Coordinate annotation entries
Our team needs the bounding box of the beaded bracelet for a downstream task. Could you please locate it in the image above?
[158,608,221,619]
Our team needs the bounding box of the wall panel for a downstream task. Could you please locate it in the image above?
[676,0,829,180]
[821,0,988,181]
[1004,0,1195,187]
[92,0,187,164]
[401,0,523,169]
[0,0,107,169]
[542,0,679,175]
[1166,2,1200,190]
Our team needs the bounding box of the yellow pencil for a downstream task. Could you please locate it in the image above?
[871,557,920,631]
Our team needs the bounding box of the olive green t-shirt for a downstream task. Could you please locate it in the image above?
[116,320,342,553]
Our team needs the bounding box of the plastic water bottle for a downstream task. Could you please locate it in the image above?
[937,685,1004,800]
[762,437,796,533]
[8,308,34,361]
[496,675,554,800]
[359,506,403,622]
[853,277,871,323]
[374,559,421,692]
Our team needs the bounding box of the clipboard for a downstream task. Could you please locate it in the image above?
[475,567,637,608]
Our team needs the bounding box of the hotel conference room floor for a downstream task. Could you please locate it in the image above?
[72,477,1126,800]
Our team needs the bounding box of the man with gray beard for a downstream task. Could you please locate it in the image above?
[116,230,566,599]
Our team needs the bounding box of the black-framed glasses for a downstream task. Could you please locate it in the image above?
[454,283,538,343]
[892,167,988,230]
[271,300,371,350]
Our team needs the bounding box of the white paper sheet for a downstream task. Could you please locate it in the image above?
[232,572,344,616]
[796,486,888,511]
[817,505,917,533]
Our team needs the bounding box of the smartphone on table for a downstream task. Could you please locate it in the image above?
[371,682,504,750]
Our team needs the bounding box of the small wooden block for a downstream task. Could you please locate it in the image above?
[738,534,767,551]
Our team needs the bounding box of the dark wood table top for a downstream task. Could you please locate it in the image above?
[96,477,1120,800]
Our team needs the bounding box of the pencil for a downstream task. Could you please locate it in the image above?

= Short exercise =
Put the data from its first line up to and including the line with "[158,608,221,619]" into a JSON list of strings, one string per line, skipping any blank lines.

= Task output =
[
  "Our team needs the bounding box of the beaded bracelet for a downstream task. Could you please locate it in the image above?",
  "[158,608,221,619]"
]